Exercise aim: Retyping all the entries exactly is the whole task.

☆ ☆ ☆ ☆

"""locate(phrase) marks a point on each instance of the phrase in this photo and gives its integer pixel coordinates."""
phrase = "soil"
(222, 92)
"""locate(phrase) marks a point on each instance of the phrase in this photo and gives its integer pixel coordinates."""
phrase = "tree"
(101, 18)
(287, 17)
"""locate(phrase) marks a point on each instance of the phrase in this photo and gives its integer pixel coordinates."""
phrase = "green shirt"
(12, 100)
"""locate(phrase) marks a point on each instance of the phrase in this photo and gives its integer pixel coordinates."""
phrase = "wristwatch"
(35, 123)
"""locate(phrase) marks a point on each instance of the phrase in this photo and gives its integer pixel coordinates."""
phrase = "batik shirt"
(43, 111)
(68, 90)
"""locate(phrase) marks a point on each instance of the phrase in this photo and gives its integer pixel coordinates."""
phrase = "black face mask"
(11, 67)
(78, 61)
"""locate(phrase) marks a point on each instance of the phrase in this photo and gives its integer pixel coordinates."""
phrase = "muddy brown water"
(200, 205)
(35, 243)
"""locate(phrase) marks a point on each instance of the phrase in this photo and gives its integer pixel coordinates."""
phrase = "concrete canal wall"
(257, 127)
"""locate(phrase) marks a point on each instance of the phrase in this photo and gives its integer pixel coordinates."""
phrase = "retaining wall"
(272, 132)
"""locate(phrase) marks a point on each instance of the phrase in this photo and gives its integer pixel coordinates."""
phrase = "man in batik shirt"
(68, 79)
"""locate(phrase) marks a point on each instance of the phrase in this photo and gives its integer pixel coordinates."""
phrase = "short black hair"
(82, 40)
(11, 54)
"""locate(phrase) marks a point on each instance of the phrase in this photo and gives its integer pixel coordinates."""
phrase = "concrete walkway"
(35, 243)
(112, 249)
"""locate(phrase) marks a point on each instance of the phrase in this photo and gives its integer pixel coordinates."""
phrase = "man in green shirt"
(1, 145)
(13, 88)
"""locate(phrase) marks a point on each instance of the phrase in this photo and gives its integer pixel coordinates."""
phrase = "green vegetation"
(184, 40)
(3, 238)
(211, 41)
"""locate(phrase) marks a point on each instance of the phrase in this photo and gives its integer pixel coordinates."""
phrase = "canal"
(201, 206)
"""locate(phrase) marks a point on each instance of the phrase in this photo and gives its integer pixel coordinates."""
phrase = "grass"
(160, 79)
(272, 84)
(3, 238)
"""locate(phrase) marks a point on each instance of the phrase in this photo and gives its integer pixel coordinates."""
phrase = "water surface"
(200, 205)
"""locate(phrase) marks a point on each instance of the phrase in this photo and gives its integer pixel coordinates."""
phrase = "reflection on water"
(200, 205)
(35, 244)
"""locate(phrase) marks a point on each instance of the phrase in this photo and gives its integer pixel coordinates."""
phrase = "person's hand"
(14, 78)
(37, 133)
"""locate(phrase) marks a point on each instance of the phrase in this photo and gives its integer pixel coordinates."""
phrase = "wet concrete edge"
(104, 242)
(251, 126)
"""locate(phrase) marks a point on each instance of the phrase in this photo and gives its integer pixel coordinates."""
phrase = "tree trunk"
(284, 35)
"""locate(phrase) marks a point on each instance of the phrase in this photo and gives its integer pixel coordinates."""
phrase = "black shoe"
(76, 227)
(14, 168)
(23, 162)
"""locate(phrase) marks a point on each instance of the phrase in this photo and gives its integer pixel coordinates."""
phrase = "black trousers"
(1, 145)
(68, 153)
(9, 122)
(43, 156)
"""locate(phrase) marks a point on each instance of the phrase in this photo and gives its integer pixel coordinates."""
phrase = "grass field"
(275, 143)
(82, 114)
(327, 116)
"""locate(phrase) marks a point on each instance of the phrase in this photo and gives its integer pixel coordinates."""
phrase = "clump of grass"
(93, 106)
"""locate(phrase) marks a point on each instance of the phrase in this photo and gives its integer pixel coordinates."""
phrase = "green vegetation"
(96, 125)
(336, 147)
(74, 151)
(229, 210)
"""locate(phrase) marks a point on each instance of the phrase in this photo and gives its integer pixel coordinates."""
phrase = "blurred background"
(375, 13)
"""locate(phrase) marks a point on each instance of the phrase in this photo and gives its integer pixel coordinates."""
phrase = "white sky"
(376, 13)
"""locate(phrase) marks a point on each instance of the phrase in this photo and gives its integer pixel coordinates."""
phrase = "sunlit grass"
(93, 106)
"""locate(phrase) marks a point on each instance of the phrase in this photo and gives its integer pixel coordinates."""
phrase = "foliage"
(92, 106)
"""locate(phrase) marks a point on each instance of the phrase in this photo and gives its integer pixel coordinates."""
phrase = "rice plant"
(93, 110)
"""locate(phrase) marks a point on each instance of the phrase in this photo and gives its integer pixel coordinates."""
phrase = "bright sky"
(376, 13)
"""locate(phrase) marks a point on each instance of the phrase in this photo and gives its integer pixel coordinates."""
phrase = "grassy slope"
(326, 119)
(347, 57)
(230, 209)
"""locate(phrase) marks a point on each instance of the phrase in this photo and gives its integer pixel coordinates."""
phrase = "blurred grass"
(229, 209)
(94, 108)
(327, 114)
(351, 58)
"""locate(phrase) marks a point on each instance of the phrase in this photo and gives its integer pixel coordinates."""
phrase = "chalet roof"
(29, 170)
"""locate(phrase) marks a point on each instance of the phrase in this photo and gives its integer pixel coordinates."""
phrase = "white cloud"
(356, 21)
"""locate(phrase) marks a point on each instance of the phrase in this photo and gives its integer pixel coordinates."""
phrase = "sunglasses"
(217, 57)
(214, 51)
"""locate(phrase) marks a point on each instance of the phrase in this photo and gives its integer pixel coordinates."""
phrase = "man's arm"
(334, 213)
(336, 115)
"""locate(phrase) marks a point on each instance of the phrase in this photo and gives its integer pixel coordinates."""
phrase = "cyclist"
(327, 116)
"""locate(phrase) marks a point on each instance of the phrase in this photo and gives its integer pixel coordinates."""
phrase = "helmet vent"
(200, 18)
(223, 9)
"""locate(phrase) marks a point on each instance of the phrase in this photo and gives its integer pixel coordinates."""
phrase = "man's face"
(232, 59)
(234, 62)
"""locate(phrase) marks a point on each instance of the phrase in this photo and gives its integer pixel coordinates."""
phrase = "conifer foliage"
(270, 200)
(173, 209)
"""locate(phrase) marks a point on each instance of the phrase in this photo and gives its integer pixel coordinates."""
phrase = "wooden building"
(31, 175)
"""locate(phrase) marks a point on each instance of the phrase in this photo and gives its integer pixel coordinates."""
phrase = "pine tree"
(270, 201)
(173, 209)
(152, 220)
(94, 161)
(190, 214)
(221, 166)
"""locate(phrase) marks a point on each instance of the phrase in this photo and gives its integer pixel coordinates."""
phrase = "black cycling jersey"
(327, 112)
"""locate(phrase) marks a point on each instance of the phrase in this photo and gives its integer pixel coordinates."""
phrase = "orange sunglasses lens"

☆ ☆ ☆ ☆

Answer to this exercise:
"""locate(phrase) marks a point on each instance of the phrase in this photo and gives its integer pixel coordinates."""
phrase = "soil"
(222, 92)
"""locate(phrase) marks a point on each instance of the phrase in this photo and gives its integer pixel coordinates."""
phrase = "tree"
(101, 18)
(287, 17)
"""locate(phrase) marks a point on each instance of the phrase in this photo and gives its integer pixel coordinates."""
phrase = "green shirt"
(12, 100)
"""locate(phrase) marks a point on each instance of the phrase in this photo and gives its integer pixel coordinates."""
phrase = "wristwatch"
(35, 123)
"""locate(phrase) marks a point on each instance of the phrase in this photo and gives its integer pixel coordinates."""
phrase = "batik shirt"
(43, 111)
(68, 90)
"""locate(phrase) marks a point on each instance of the phrase in this photo and gives its integer pixel coordinates."""
phrase = "black face mask"
(11, 67)
(78, 61)
"""locate(phrase) marks a point on each instance of the phrase in this photo and gives its integer pixel coordinates."""
phrase = "muddy brown water"
(200, 205)
(35, 243)
"""locate(phrase) marks a point on each instance of the phrase in this photo and gives its integer pixel coordinates."""
phrase = "concrete canal wall"
(257, 127)
"""locate(phrase) marks a point on each instance of the phrase in this photo and gives its integer pixel coordinates."""
phrase = "retaining wall"
(272, 132)
"""locate(phrase) marks a point on each instance of the phrase in this photo and gives its integer pixel coordinates."""
phrase = "man in batik shirt"
(68, 79)
"""locate(phrase) marks a point on each instance of the phrase in this photo and gives its integer pixel coordinates."""
phrase = "short black hair"
(82, 40)
(11, 54)
"""locate(phrase) marks a point on each instance of the phrase in this photo and gives its integer pixel coordinates."""
phrase = "concrete walkway"
(35, 243)
(112, 249)
"""locate(phrase) marks a point on each instance of the phrase in this photo and gives its integer pixel coordinates."""
phrase = "man in green shirt"
(1, 145)
(13, 88)
"""locate(phrase) marks a point on each instance of the phrase in this photo and gives its integer pixel coordinates."""
phrase = "green vegetation"
(184, 40)
(3, 238)
(211, 41)
"""locate(phrase) marks a point on each instance of the phrase in this photo and gives its integer pixel coordinates."""
phrase = "canal"
(201, 206)
"""locate(phrase) marks a point on each instance of the phrase in this photo and gives its integer pixel coordinates."""
phrase = "grass"
(160, 79)
(272, 84)
(3, 238)
"""locate(phrase) marks a point on each instance of the phrase in this photo and gives its integer pixel coordinates."""
phrase = "water surface"
(200, 205)
"""locate(phrase) marks a point on each instance of the phrase in this photo and gives its integer pixel coordinates."""
phrase = "reflection on water"
(200, 205)
(35, 244)
"""locate(phrase) marks a point on each instance of the phrase in this photo and gives its integer pixel coordinates."""
phrase = "person's hand"
(14, 78)
(37, 133)
"""locate(phrase) marks a point on each instance of the phrase in this photo and gives its integer pixel coordinates."""
phrase = "wet concrete edge"
(104, 242)
(251, 126)
"""locate(phrase) marks a point on each instance of the phrase in this photo and gives its integer pixel coordinates."""
phrase = "tree trunk"
(284, 35)
"""locate(phrase) marks a point on each instance of the phrase in this photo and gives its integer pixel coordinates."""
phrase = "black shoe"
(76, 227)
(14, 168)
(23, 162)
"""locate(phrase) marks a point on each instance of the phrase in this photo and gives its integer pixel coordinates."""
phrase = "black trousers"
(1, 145)
(68, 153)
(9, 122)
(43, 156)
"""locate(phrase) marks a point on each instance of the phrase in this photo and gives its integer pixel coordinates."""
phrase = "grass field"
(275, 143)
(82, 114)
(327, 116)
"""locate(phrase) marks a point on each instance of the phrase in this photo and gives its integer pixel coordinates."""
phrase = "clump of grass"
(93, 106)
"""locate(phrase) marks a point on each instance of the phrase in this photo and gives its integer pixel coordinates."""
phrase = "green vegetation"
(96, 125)
(336, 147)
(74, 151)
(229, 210)
"""locate(phrase) marks a point on each instance of the phrase in this photo and gives its integer pixel coordinates."""
phrase = "blurred background"
(375, 13)
"""locate(phrase) marks a point on each instance of the phrase in this photo and gives its integer pixel coordinates."""
phrase = "white sky"
(376, 13)
"""locate(phrase) marks a point on each instance of the phrase in this photo and gives its integer pixel coordinates."""
phrase = "sunlit grass"
(93, 106)
"""locate(phrase) marks a point on each instance of the phrase in this photo and gives its integer pixel coordinates."""
phrase = "foliage"
(92, 106)
"""locate(phrase) marks a point on each instance of the phrase in this photo and gives its integer pixel coordinates."""
phrase = "rice plant"
(93, 110)
"""locate(phrase) marks a point on each instance of the phrase in this photo and gives its integer pixel coordinates."""
phrase = "bright sky"
(376, 13)
"""locate(phrase) marks a point on each instance of the phrase in this photo and gives its integer pixel coordinates."""
phrase = "grassy slope"
(326, 119)
(347, 57)
(230, 209)
"""locate(phrase) marks a point on each instance of the phrase in this photo and gives its integer pixel coordinates."""
phrase = "blurred grass"
(229, 209)
(94, 108)
(327, 114)
(351, 58)
"""locate(phrase) marks a point on each instance of the phrase in this photo and gives its integer pixel coordinates."""
phrase = "chalet roof"
(29, 170)
"""locate(phrase) marks a point on each instance of the phrase in this photo and gives its integer pixel coordinates."""
phrase = "white cloud"
(356, 21)
"""locate(phrase) marks a point on each instance of the phrase in this photo and gives its integer pixel coordinates."""
phrase = "sunglasses"
(217, 57)
(214, 51)
"""locate(phrase) marks a point on each instance of the phrase in this photo and gives its integer pixel coordinates."""
phrase = "man's arm"
(334, 213)
(336, 115)
"""locate(phrase) marks a point on each instance of the phrase in this photo and gives its integer pixel coordinates."""
phrase = "cyclist"
(327, 116)
"""locate(phrase) marks a point on each instance of the phrase in this photo and gives its integer pixel coordinates."""
phrase = "helmet vent"
(200, 18)
(223, 9)
"""locate(phrase) marks a point on each instance of the phrase in this photo and gives its integer pixel coordinates."""
phrase = "man's face"
(232, 59)
(234, 62)
"""locate(phrase) marks a point on each instance of the phrase in this photo and gives its integer pixel coordinates."""
phrase = "conifer foliage"
(270, 200)
(173, 209)
"""locate(phrase) marks a point on each instance of the phrase in this photo and gives its integer pixel coordinates."""
phrase = "wooden building"
(31, 175)
"""locate(phrase) marks a point on each instance of the phrase in this photo and gives its integer pixel coordinates."""
phrase = "pine tree"
(270, 201)
(173, 209)
(152, 220)
(94, 161)
(190, 214)
(221, 166)
"""locate(phrase) marks a point on each instance of the phrase in this photo and gives its integer pixel coordinates."""
phrase = "black cycling jersey"
(327, 112)
"""locate(phrase) marks a point on each instance of the phrase in this photo and gives its integer pixel coordinates."""
phrase = "orange sunglasses lens"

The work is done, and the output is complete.